◆ **GIVEN TASK 1**
According to the Page 2 column, why did Mr. Belding grow a mustache? Answer in one to three sentences.
◆ **GIVEN TASK 2**
Write a few more items for the Page 2 column, continuing in its voice after its final sentence.

-- BEGIN SELECTED EXCERPT --

Page 2 columnist
Thoughts while wondering if a sex scene between Carmela and Furio would be the most horrifying moment in TV history ...Before heading out on Thanksgiving morning, I made a few NFL bets on the Internet ... and I think the Pilgrims would have wanted it that way.
There isn't an hour that goes by where I'm not thinking, "Good God, I'm a four-hour car ride from Vegas."
I'm not ready to fully discuss Mr. Belding's performance on "Saved By The Bell: The E! True Hollywood Story," but I will say this: Once Mr. B mentioned that (a) he grew a mustache so he could "distance himself" from the Mr. Belding character to pursue other roles, and (b) he was still upset about the last two seasons of the show because the writers "took too many liberties" with the characters of Screech and Mr. Belding ... I mean, I had to be carried out of the living room.
After the NFL owners solve this overtime possession crisis over the summer, can they pass a rule that Koy Detmer has to keep his helmet on at all times?
Put it this way: When the Supreme Court finally hears arguments to decide whether or not women are completely insane, the prosecting attorney should force the Court to watch every episode of "The Bachelor."
As one of the 20 diehard NBA fans left on the planet, I don't think I've ever been happier to be dead-wrong about anything than this whole "Yao Ming in Houston" thing. How do you say "Good times" in Chinese?
Speaking of Yao, I love when Yao gets quoted in the newspaper through his translator, but they're always ridiculously stiff quotes like, "I talked with Steve Francis after the game, and I told my diminutive 6-foot-1 friend to be more forthcoming with the ball, and that good things would happen, that we would eventually bathe in our own success."
The fact that Pete Carroll is a runaway success as a college football coach ... I mean, that certainly isn't helping Steve Spurrier's case right now.
My favorite random LA moment of the past two weeks: While preparing for Thanksgiving dinner at a friend's house, their next-door neighbor came over to borrow some cheddar cheese ... and it was none other then Mandy from "Temptation Island 1". These things just don't happen in Boston.
Nothing beats watching golf highlights and hoping that somebody clicked a photo during Tiger Woods's swing. "Oh, jeez, not during my swing! Come on! God dang it! Really!"
Hey, how long before MTV spins Jack Osbourne off into his own show, gives him a million dollars to start his own record label, then just starts the cameras rolling? I'm telling you, I should be running a network.
Before I die, I hope I attend an NBA game when a disgruntled team employee loads the famous clip from "The Shining" -- when Jack Nicholson swings the ax into Scatman Crothers's chest -- then plays it during a fourth-quarter timeout when the crowd is expecting one of Bluto's speeches from "Animal House." People would be absolutely stunned. And speechless. This needs to happen.

-- END SELECTED EXCERPT --
-- BEGIN EXTRACTED RECORDS --

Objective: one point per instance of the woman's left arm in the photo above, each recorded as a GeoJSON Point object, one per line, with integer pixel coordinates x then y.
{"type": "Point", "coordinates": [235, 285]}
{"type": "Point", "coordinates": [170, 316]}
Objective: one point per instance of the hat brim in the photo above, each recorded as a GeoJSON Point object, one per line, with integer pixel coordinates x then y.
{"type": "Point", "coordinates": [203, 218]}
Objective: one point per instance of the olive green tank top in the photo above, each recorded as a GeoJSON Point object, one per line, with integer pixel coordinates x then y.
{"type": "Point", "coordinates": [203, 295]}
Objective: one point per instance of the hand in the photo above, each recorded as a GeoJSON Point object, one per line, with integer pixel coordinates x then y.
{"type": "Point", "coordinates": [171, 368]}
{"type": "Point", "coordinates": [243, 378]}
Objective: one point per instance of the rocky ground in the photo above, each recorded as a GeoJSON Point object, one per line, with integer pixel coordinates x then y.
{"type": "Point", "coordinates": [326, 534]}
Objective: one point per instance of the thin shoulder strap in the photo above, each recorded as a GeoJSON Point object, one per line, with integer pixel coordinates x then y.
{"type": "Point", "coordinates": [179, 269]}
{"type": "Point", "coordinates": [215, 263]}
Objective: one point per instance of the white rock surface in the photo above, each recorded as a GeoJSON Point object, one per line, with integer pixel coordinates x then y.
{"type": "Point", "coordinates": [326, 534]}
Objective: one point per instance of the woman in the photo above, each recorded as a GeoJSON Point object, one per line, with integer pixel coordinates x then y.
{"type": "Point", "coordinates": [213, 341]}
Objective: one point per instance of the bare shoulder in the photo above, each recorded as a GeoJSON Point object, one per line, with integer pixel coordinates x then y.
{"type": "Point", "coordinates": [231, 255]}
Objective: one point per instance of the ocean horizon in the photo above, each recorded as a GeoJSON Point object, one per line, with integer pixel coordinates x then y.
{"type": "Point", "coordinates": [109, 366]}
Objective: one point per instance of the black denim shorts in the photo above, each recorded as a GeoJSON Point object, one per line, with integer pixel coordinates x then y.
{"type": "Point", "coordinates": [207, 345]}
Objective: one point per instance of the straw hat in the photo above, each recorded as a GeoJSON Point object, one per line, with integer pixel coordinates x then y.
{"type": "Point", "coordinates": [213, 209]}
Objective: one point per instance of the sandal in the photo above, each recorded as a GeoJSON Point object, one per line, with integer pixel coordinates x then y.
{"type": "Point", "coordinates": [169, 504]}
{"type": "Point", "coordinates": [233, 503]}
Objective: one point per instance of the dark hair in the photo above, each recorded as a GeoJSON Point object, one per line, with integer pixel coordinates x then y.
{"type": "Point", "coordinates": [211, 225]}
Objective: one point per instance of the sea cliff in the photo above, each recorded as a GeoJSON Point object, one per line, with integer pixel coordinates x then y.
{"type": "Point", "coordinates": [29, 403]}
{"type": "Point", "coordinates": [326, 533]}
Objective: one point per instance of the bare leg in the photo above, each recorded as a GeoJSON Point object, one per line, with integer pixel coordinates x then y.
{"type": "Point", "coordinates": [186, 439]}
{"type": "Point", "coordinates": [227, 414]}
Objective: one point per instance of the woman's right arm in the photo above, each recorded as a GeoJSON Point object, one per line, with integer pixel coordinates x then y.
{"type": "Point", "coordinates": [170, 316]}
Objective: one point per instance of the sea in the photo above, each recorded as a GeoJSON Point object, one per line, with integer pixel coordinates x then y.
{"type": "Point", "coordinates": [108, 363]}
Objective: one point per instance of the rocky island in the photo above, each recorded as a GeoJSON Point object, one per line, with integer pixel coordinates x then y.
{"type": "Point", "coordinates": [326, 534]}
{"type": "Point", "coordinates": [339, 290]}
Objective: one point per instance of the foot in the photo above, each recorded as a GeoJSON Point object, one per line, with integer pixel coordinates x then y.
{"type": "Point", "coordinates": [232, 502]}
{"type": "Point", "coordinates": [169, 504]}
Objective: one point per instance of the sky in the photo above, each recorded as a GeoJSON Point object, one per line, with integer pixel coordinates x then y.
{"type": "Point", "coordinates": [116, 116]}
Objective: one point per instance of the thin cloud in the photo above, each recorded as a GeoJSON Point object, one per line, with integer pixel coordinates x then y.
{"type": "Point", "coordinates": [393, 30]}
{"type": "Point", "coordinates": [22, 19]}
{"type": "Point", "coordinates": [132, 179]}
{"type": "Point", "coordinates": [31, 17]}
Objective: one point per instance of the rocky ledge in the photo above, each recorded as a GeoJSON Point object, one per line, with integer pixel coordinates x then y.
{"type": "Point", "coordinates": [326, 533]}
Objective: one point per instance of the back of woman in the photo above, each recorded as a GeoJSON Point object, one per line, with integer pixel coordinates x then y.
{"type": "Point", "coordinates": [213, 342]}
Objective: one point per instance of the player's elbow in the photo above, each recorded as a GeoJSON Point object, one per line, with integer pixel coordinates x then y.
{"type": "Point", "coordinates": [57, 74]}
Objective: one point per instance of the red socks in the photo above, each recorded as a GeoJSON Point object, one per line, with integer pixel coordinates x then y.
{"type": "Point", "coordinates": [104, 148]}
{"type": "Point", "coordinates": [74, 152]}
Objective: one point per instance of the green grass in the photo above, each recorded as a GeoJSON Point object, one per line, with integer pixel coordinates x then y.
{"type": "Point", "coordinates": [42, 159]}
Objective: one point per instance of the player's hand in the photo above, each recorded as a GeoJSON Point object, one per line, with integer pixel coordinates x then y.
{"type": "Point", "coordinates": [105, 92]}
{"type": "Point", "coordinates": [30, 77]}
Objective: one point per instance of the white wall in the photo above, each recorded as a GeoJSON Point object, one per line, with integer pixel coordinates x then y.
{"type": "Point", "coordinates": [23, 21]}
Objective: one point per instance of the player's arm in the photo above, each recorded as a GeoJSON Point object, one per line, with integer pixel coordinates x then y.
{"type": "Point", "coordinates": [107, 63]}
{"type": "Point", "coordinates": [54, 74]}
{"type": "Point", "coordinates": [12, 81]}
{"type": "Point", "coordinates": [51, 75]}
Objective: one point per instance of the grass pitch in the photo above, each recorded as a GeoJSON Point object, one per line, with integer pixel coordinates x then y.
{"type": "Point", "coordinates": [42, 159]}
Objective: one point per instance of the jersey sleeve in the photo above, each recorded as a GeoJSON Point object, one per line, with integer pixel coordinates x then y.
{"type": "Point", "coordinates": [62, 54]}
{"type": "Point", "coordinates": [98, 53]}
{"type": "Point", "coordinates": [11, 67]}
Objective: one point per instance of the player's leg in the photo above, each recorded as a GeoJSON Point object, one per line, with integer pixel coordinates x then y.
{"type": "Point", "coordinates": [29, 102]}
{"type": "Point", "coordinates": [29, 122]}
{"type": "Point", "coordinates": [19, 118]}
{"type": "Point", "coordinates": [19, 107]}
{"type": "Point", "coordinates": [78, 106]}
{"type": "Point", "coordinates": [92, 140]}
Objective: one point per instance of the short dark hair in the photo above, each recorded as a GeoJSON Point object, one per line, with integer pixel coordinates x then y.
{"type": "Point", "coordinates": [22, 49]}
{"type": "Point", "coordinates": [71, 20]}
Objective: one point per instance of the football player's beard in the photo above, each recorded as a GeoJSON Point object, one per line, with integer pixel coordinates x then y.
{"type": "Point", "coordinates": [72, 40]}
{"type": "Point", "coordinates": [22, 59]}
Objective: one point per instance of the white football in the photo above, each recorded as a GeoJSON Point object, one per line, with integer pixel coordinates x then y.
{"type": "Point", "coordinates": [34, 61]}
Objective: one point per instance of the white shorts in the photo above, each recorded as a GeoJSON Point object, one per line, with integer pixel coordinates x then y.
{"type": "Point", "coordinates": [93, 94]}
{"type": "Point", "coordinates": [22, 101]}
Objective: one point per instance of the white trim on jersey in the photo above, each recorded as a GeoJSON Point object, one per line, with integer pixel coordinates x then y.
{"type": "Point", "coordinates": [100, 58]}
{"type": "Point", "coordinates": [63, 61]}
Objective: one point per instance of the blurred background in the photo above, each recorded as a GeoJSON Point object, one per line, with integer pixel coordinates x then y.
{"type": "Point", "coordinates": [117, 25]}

-- END EXTRACTED RECORDS --

◆ **OUTPUT 1**
Mr. Belding grew a mustache to "distance himself" from the Mr. Belding character so he could pursue other roles.

◆ **OUTPUT 2**
I never got the memo ... when did it become okay for Kermit the Frog to make a comeback? Why didn't they make the new Muppets movie just of Kermit urinating on Jim Henson's grave for 90 straight minutes?
Note to my editors: Let's re-run my "High School Yearbook Quotes" column, just so we can include Ruben Patterson's masterpiece from his 2001 press conference in Portland: "I'm not no bad guy. I'm not no rapist. I'm a great guy.'' Thank you, Ruben.
My random disappointing moment of 2002: Getting the three-DVD "Beavis and Butthead" series from Time-Life, popping one in, then realizing that they yanked every "Cracking on the music videos" sequence and kept just the sketches. Unbelievable. That was like accidentally buying an "edited for content" rap album, but 25 times worse.
Speaking of rap, I'll summarize Missy Elliott's new song "Work It" for you, just in case you haven't heard it: I'm looking for a man with significant locker room prowess, and when I find him, I will definitely take care of him, so if you feel like you might qualify in this regard, please let me know, but just be warned, I'm probably going to check your equipment just to make sure that you're not lying, because in case I didn't make this perfectly clear, I'm really looking for a man who's, um, healthy, so please, let's not waste your time and mine, if that's cool with you ..."
I can't wait for the NBA playoffs to start, just in case somebody convinces one of the teams to pull a "2002 San Francisco Giants" and have all the player's kids on the bench. And I mean, all the player's kids.
Frankly, I still can't believe I ate Thanksgiving dinner with someone who uttered the words, "I hate Will Ferrell."
Just think, only 10 years ago, Courtney Thorne-Smith was sitting in her trailer on the "Melrose Place" set and thinking to herself, "You know, even if the show doesn't stay hot forever, at least my career will still be in good shape ... I mean, it's not like I'll have to play Jim Belushi's wife on an ABC sitcom or something."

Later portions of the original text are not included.